> **Written instruction**
Filter the records below and copy every line that contains the word "blurred".

> **Supplied records**
------------------------------
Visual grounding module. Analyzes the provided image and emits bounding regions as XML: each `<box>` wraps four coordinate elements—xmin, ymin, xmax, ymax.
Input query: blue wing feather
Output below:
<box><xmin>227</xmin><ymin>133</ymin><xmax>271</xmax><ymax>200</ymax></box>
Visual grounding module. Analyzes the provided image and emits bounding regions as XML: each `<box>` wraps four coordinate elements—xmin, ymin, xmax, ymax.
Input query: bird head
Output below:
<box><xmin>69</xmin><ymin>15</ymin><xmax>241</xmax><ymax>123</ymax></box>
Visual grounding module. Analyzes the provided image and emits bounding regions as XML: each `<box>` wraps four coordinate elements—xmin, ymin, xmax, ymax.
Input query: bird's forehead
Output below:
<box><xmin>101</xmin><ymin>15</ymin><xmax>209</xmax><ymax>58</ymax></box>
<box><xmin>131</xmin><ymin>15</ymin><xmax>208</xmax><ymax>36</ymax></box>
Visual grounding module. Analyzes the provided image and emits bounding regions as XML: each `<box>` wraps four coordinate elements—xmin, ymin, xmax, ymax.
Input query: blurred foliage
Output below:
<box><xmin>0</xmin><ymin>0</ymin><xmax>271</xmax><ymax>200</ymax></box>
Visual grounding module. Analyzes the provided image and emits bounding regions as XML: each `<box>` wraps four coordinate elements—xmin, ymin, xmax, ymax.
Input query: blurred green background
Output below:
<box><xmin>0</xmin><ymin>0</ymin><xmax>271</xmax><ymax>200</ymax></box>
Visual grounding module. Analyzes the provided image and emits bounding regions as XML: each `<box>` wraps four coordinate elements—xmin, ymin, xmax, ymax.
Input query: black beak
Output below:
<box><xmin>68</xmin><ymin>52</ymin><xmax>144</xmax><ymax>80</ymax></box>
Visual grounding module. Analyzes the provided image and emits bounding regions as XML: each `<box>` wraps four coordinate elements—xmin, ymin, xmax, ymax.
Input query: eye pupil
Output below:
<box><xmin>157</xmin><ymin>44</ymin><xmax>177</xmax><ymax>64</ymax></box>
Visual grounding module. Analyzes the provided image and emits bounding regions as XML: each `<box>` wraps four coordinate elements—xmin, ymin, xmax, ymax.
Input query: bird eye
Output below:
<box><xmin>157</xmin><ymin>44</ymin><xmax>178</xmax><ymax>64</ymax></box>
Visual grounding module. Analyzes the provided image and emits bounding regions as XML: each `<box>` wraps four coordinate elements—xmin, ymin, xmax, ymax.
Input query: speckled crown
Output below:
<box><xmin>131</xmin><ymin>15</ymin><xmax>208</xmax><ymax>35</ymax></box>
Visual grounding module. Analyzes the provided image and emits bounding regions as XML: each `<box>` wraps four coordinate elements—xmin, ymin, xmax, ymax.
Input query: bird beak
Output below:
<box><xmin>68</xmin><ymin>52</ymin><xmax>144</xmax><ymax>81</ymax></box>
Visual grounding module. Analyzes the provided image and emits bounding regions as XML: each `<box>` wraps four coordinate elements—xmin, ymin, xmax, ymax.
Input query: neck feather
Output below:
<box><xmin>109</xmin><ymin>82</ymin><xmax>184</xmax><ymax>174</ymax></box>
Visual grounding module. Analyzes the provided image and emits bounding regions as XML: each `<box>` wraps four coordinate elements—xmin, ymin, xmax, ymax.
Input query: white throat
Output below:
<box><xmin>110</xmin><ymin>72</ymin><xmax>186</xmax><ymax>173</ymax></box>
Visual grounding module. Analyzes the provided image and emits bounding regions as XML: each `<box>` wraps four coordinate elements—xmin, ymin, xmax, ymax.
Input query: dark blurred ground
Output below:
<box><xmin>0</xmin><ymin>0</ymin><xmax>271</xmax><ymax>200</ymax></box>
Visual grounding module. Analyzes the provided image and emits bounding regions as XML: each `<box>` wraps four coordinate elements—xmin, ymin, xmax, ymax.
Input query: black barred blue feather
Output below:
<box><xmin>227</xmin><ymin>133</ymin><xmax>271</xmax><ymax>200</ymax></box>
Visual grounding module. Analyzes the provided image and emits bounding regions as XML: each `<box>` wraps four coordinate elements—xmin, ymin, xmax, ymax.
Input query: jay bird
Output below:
------------------------------
> **Exercise response**
Input query: blurred foliage
Input query: blurred green background
Input query: dark blurred ground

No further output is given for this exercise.